(Image point annotation entries)

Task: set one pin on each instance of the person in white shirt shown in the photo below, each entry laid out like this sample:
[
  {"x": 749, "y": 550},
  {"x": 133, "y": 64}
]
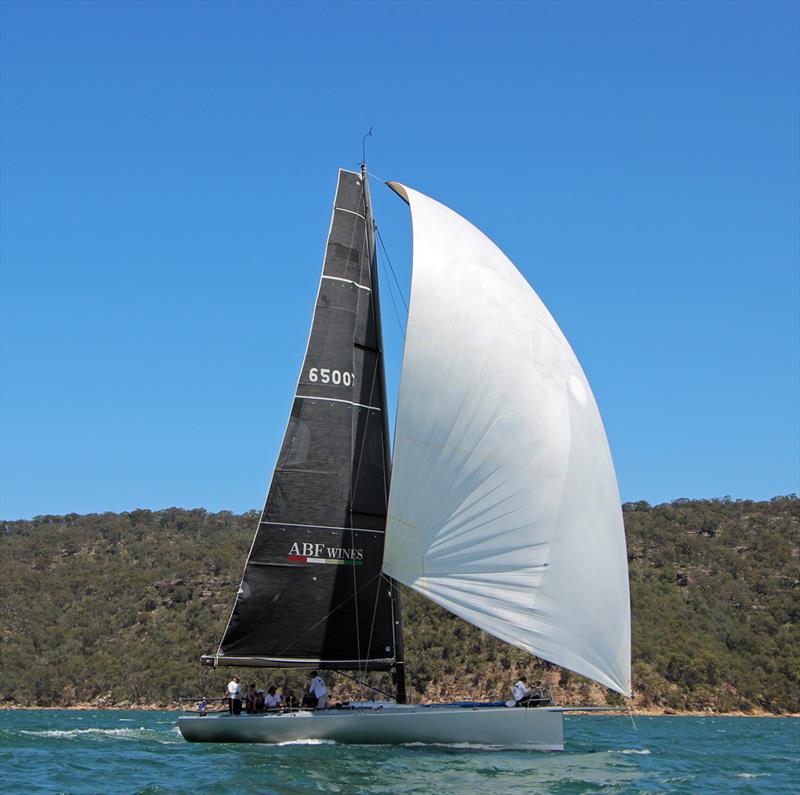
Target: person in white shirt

● **Requirement**
Convert all the lines above into a JSON list of strings, one string per line, skipping any blank lines. Omit the pictures from your answer.

● **The result**
[
  "Task: set one pin on each instance of the person in white shirt shown in the photo below, each entry laid out like this sample:",
  "[",
  "  {\"x\": 749, \"y\": 550},",
  "  {\"x\": 133, \"y\": 64}",
  "]",
  "Target: person in white shirt"
]